--- start of Excerpted text ---

Maniphest T1969

Phabricator support/awareness of multiple regions
Closed, WontfixPublic
Actions

Assigned To

Authored By

	nh
	Oct 24 2012, 6:42 PM

Description

Our svn masters (and other verion control systems) are in a different region from our database masters. We can pretty easily put the frontend and the daemons for phabricator in either (or both) of these regions, but the various different combinations we've tried all result in some sort of problem.

If we put the frontend and daemons in the same region as svn (away from the db master), we get timeouts due to slow cross-country queries. If the frontend and daemons are in the same region as the db master (and phabricator is configured to use the svn master), diffusion is unbearably slow (multiple-second page loads) due to cross-country svn reads. If we configure phabricator to use the svn replica in the same region as the db, then detection of commits lags by the replication time (about 5 min). (This is something users have complained quite a bit about.) We also tried a dns hack where phabricator was configured to use an svn url that resolved to the replica on the frontends (to avoid the ui lag) and resolved to the master on the daemons (to discover commits quickly), but this results in red error boxes in diffusion when trying to browse because you're trying to browse commits that don't yet exist on the svn replica.

It appears that any solution to solve all of these problems will involve making phabricator aware to some extent of a setup that is across multiple regions. This could be having it use a db slave for reads and only go to the db on writes, use an svn master for closing revisions and a slave for reading in diffusion (and being aware of the lag), using a post-commit svn hook to close revisions, or something else.

Does anyone have an opinion on the best way to go about solving this?

Related Objects

Mentioned In: T8238: Formally support side-band change handoff in external repositories
T11056: Send some database traffic to replicas even while the master is still alive
T10488: support https.blindly-trust-domains in phabricator
T4209: Multiserver / High-Availability Configuration
T9456: Evaluate upstream support for third-party build systems

Event Timeline

nh added subscribers: nh, epriestley, btrahan and 3 others.Oct 24 2012, 6:42 PM

Does anyone have an opinion on the best way to go about solving this?

...put all the masters in the same region? Why isn't that a possibility?

Basically because we want to keep the version control master near the dev servers, which are mostly going to land in oregon. The db masters landed in carolina because that's the center of what our web footprint will look like.

But there's a slave in Oregon (if not, reading from slaves won't help anything), right? Why can't the DB team just make the Oregon DB be the master and the Carolina DB be the slave?

Basically because they hate one-offs more than we do, and putting the Phabricator master in Oregon would make it the only master in Oregon.

--- end of Excerpted text ---

● What you will do:
- a) Extract the passage from the Phabricator multi-region thread starting at "Assigned To" and ending at "sort of problem.", copying it word for word.
- b) In the Phabricator multi-region thread, how long is the commit-detection lag when Phabricator is configured to use the svn replica in the database's region?
The items that follow aren't needed for any of this.

--- start of Recorded data ---

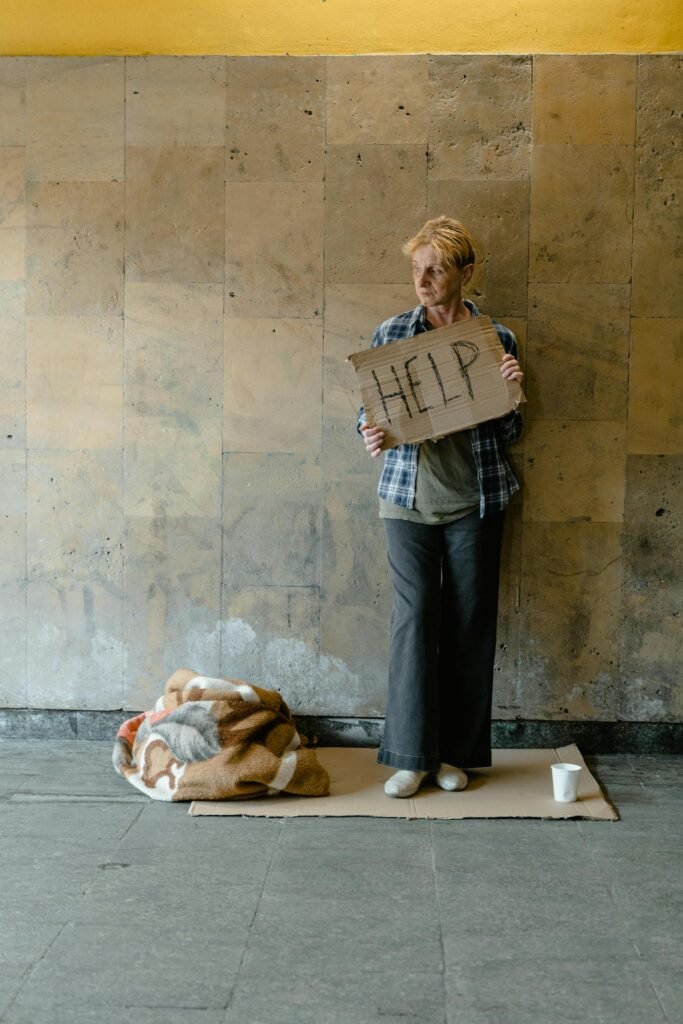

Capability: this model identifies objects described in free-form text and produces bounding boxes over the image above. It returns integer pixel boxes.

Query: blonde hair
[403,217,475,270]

--- end of Recorded data ---
--- start of Recorded data ---

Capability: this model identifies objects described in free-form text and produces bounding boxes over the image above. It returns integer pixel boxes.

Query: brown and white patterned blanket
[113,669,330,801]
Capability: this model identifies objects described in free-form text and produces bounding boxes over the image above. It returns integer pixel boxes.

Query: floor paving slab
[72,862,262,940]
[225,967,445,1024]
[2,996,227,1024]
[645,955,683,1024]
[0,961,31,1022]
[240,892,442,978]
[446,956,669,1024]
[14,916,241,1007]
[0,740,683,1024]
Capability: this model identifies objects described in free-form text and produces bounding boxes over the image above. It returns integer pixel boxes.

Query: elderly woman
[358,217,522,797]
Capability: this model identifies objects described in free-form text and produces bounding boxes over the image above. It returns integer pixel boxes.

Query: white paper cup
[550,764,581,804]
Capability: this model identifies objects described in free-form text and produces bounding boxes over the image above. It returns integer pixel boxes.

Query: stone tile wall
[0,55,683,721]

--- end of Recorded data ---
--- start of Recorded data ---

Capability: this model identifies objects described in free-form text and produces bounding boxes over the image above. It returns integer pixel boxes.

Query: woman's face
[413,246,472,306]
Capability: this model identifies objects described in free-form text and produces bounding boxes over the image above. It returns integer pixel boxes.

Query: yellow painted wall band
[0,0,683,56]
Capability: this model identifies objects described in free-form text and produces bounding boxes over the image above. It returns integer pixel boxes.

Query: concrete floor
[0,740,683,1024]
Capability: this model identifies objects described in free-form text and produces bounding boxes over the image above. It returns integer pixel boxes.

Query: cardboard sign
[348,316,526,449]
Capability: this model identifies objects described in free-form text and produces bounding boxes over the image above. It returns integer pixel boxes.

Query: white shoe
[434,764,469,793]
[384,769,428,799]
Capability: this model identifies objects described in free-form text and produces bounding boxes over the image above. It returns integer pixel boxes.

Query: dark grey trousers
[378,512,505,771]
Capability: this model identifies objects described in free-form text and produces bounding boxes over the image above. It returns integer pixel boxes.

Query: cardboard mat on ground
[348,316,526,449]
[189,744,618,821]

--- end of Recorded data ---

● Exercise responses:
- a)
Assigned To

Authored By

	nh
	Oct 24 2012, 6:42 PM

Description

Our svn masters (and other verion control systems) are in a different region from our database masters. We can pretty easily put the frontend and the daemons for phabricator in either (or both) of these regions, but the various different combinations we've tried all result in some sort of problem.

- b) About 5 minutes, which is the replication time.